> [Data for review]

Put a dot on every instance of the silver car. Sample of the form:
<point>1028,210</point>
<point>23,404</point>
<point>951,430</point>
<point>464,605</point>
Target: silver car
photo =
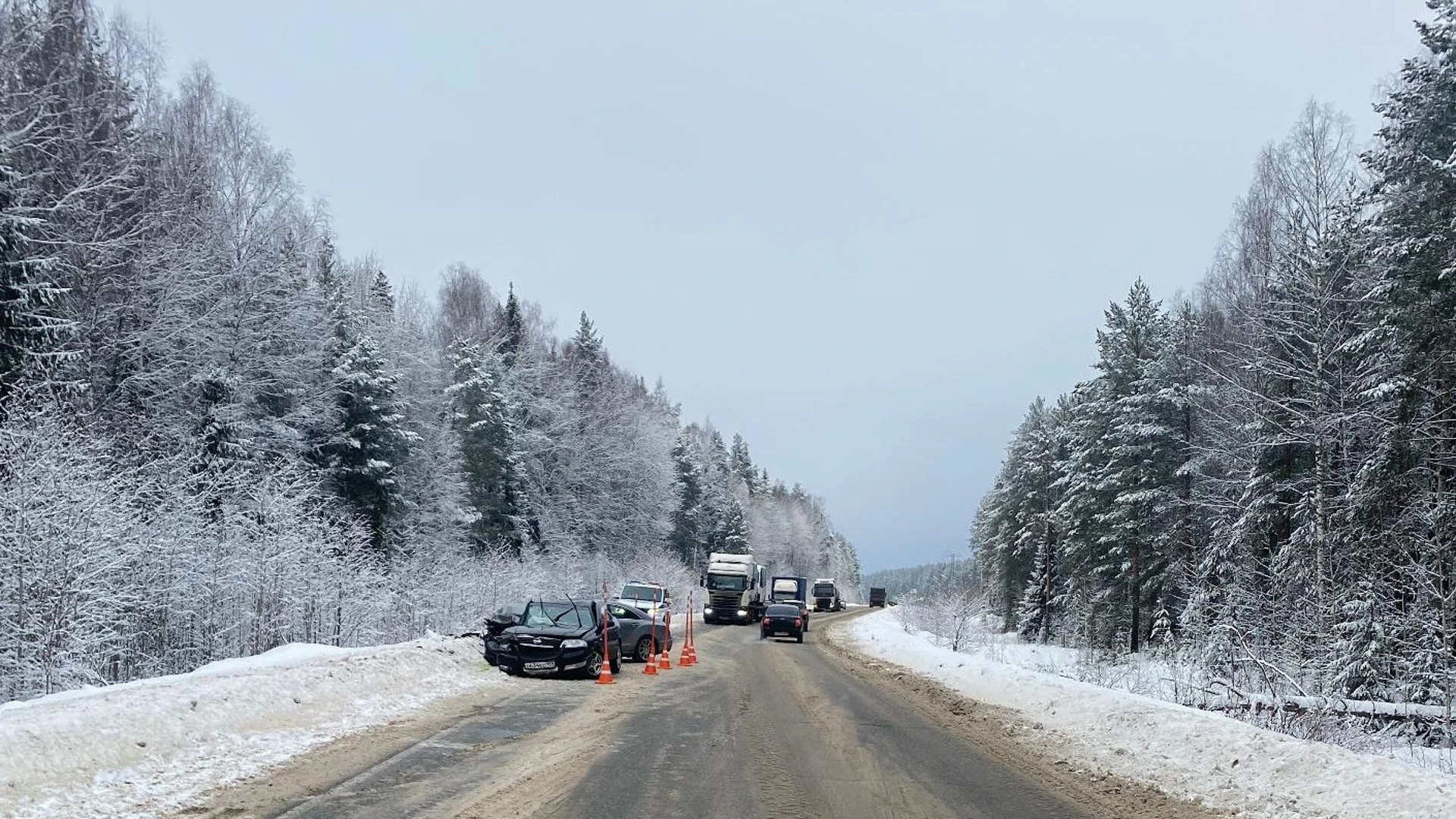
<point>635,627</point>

> [Exercise] Restate each entry exactly, omitting pictures.

> [Finished exercise]
Put a dot on every instance of the silver car. Sample of the form:
<point>1028,210</point>
<point>23,404</point>
<point>951,430</point>
<point>464,605</point>
Target: silver car
photo =
<point>635,627</point>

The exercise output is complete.